[Source data]
—————
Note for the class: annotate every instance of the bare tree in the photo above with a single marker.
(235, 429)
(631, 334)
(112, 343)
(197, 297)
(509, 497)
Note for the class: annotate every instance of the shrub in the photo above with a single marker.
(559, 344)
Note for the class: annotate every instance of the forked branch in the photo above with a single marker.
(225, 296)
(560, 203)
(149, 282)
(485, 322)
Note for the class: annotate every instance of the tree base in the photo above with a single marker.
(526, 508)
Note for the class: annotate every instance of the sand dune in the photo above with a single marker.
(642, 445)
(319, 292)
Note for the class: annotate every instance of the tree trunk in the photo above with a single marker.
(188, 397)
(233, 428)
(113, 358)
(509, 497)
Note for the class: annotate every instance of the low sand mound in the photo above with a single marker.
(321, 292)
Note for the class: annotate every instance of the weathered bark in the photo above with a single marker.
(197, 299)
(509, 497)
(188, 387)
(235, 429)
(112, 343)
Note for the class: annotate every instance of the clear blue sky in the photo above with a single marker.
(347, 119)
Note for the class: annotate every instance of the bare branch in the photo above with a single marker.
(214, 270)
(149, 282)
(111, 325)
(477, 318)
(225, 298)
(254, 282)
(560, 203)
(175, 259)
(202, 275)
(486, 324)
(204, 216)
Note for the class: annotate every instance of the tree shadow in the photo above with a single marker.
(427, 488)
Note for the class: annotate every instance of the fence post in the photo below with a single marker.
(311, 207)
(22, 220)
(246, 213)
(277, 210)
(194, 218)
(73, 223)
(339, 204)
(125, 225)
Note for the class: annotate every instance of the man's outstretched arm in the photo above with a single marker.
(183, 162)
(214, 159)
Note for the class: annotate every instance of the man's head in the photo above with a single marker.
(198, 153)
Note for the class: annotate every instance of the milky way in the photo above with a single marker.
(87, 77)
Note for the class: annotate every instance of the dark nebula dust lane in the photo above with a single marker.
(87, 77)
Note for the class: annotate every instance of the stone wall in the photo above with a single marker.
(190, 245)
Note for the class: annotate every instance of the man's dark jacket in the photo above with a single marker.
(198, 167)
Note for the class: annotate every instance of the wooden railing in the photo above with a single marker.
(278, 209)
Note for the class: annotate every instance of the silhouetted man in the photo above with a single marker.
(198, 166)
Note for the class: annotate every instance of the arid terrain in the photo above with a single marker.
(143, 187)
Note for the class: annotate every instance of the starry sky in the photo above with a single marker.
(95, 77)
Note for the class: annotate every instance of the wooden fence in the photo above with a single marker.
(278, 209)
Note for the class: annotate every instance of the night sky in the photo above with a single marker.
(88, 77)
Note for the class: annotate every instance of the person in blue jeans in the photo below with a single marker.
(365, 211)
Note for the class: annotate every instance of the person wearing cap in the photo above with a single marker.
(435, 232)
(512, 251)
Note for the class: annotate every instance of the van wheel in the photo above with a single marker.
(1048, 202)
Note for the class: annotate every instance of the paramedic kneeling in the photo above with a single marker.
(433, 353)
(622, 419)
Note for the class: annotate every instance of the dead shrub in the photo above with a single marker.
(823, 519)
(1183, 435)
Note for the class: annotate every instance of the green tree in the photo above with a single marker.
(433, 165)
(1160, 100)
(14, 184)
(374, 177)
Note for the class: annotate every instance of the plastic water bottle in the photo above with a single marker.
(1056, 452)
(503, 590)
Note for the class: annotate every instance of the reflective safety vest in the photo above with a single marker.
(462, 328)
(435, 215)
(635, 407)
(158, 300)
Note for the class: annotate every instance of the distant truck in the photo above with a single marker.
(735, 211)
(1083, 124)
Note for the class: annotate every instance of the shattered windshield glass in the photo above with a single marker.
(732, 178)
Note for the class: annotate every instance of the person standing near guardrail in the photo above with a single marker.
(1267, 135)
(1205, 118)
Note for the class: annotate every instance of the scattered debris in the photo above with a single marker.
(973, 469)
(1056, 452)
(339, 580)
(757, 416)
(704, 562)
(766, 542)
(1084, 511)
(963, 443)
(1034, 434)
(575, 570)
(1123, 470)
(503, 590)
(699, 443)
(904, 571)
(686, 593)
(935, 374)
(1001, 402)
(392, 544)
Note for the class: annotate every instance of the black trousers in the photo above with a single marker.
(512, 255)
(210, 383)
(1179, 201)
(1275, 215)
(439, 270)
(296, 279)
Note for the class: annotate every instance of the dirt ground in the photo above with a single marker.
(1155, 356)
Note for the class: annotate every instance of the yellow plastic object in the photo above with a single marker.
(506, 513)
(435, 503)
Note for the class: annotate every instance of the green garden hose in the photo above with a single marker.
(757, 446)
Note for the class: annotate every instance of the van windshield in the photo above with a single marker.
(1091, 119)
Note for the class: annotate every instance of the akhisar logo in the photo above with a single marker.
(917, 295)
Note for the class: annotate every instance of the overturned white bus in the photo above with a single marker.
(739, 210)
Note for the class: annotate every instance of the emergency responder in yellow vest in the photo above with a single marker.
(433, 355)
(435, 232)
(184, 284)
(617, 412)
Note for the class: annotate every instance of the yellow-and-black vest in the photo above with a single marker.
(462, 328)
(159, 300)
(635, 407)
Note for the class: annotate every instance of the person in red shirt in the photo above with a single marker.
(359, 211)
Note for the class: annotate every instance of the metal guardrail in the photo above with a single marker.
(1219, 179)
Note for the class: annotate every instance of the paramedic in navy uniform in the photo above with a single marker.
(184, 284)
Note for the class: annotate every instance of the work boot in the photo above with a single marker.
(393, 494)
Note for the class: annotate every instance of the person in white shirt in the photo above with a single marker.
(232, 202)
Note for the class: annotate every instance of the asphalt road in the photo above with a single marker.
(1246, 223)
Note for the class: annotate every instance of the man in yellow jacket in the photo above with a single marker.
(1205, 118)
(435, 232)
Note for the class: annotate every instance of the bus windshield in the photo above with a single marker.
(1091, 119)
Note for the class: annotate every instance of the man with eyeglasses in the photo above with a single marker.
—————
** EXERCISE DETAILS **
Every record, start to finish: reproduce it word for word.

** RESPONSE TO THE TASK **
Note for the class: annotate every instance of the bare tree in the photo above with a single marker.
(235, 429)
(631, 334)
(112, 343)
(197, 297)
(509, 497)
Note for the class: annotate every instance of the shrub in the photo above with a single marker.
(559, 344)
Note for the class: annotate every instance of the forked branch in the photo above with a single marker.
(225, 296)
(560, 203)
(149, 282)
(485, 322)
Note for the class: annotate every instance of the tree base in the photo above with a single marker.
(526, 508)
Note for the class: annotate every instance of the sand dune in the photo above with a single marker.
(642, 445)
(319, 292)
Note for the class: annotate every instance of the tree trunk in the photo above with a single marker.
(188, 397)
(233, 428)
(113, 358)
(509, 497)
Note for the class: annotate every instance of the low sand mound in the photo above with a single marker.
(321, 292)
Note for the class: annotate every instance of the weathered bark in the photo above with a single marker.
(197, 299)
(509, 497)
(188, 387)
(235, 429)
(112, 343)
Note for the class: annotate every instance of the clear blue sky in the photo above with a single marker.
(347, 119)
Note for the class: annotate every instance of the bare branch in the photo above with a single marker.
(214, 270)
(149, 282)
(111, 325)
(477, 318)
(225, 298)
(254, 282)
(560, 203)
(175, 259)
(202, 275)
(486, 324)
(204, 216)
Note for the class: annotate every instance of the tree shadow in the photo above with a single marker.
(427, 488)
Note for the class: annotate every instance of the fence post in the photo below with a single marker.
(311, 207)
(22, 220)
(246, 213)
(277, 210)
(194, 218)
(73, 223)
(339, 204)
(125, 225)
Note for the class: annotate every instance of the man's outstretched arm in the photo above with a single marker.
(183, 162)
(214, 159)
Note for the class: annotate every instance of the man's head in the photo above with a single marker.
(198, 153)
Note for the class: annotate every instance of the milky way in the photo above with a single marker.
(87, 77)
Note for the class: annotate every instance of the dark nebula dust lane in the photo above with a single marker.
(87, 77)
Note for the class: annotate every instance of the stone wall in the photo above with a single marker.
(190, 245)
Note for the class: annotate every instance of the man's dark jacket in the photo above with a single marker.
(198, 167)
Note for the class: annotate every instance of the wooden railing in the photo above with a single marker.
(278, 209)
Note for the class: annotate every instance of the silhouetted man in the photo above with a single marker.
(198, 166)
Note for the class: annotate every instance of the arid terrain in the photo above with a single marker.
(143, 187)
Note for the class: annotate every instance of the starry sky in the photo above with a single marker.
(95, 77)
Note for the class: annotate every instance of the wooden fence in the photo above with a single marker.
(278, 209)
Note for the class: annotate every instance of the night sky in the photo above with a single marker.
(88, 77)
Note for the class: annotate every instance of the person in blue jeans in the photo below with a single marker.
(365, 211)
Note for the class: annotate every instance of the person wearing cap in the photo above with a single marker.
(435, 232)
(512, 251)
Note for the class: annotate every instance of the van wheel in the photo above with a single marker.
(1048, 202)
Note for the class: annotate every instance of the paramedic kneeling in the photo above with a single marker.
(433, 353)
(622, 419)
Note for the class: annotate every instance of the dead shrub in the photo above with a single marker.
(823, 519)
(1183, 435)
Note for the class: annotate every instance of the green tree in the photo above with a single marker.
(433, 165)
(1160, 100)
(14, 184)
(374, 177)
Note for the class: annotate every instance of the plastic water bottle in the photo above with a single marker.
(1056, 452)
(503, 590)
Note for the class: annotate every instance of the reflective safety vest in the photo above with a single marker.
(462, 328)
(435, 215)
(635, 407)
(158, 300)
Note for the class: annotate every instance of the distant truck in the photo above with a single marker.
(735, 211)
(1083, 124)
Note for the class: annotate every instance of the shattered windshield glass in the photo above with a single marker.
(732, 178)
Note for the class: annotate every instance of the person standing near guardrail in the photo above with a single marker.
(1267, 135)
(1205, 118)
Note for the class: annotate every instance of the scattered debris in the photo above with a single marker.
(973, 469)
(1056, 452)
(339, 580)
(757, 416)
(704, 562)
(766, 542)
(1084, 511)
(963, 443)
(1034, 434)
(575, 570)
(1123, 470)
(503, 590)
(699, 443)
(904, 571)
(686, 593)
(935, 374)
(1001, 402)
(392, 544)
Note for the class: annotate every instance of the black trousers in the photo above with a single marker.
(512, 255)
(210, 383)
(1179, 201)
(1275, 215)
(439, 270)
(296, 279)
Note for the class: annotate every instance of the dirt ground in the photo above with a single marker.
(1155, 356)
Note for the class: annotate every instance of the yellow plastic object in the photo above with a single marker.
(506, 513)
(435, 503)
Note for the class: annotate every instance of the green garden hose in the photo above with a single marker.
(757, 446)
Note for the class: annotate every instance of the van windshield in the photo above with a single marker.
(1091, 119)
Note for the class: annotate every instance of the akhisar logo in the photo above with a single marker.
(917, 295)
Note for the class: annotate every instance of the overturned white bus in the photo above with a single marker.
(739, 210)
Note for the class: annotate every instance of the emergency responder in yellow vest in the photo above with a single marker.
(433, 355)
(435, 232)
(184, 284)
(617, 412)
Note for the class: annotate every instance of the yellow-and-black vest in the photo above with a single marker.
(462, 328)
(159, 300)
(635, 407)
Note for the class: annotate every instance of the person in red shirt in the photo above with a single marker.
(359, 211)
Note for the class: annotate every instance of the metal guardrail in the photo above with a single marker.
(1219, 179)
Note for the class: annotate every instance of the paramedic in navy uniform in the photo above with a single marker.
(184, 284)
Note for the class: annotate every instance of the work boot in the photo above with a single marker.
(393, 494)
Note for the class: annotate every instance of the person in white shirt in the photo above with a single marker.
(232, 202)
Note for the class: annotate every instance of the asphalt road in the photo above with a single marker.
(1246, 223)
Note for the class: annotate every instance of the man in yellow jacket in the photo above with a single marker.
(1205, 118)
(435, 232)
Note for the class: annotate every instance of the bus windshield in the photo above with a single marker.
(1091, 119)
Note for the class: annotate every instance of the man with eyeglasses in the photo above with a single marker.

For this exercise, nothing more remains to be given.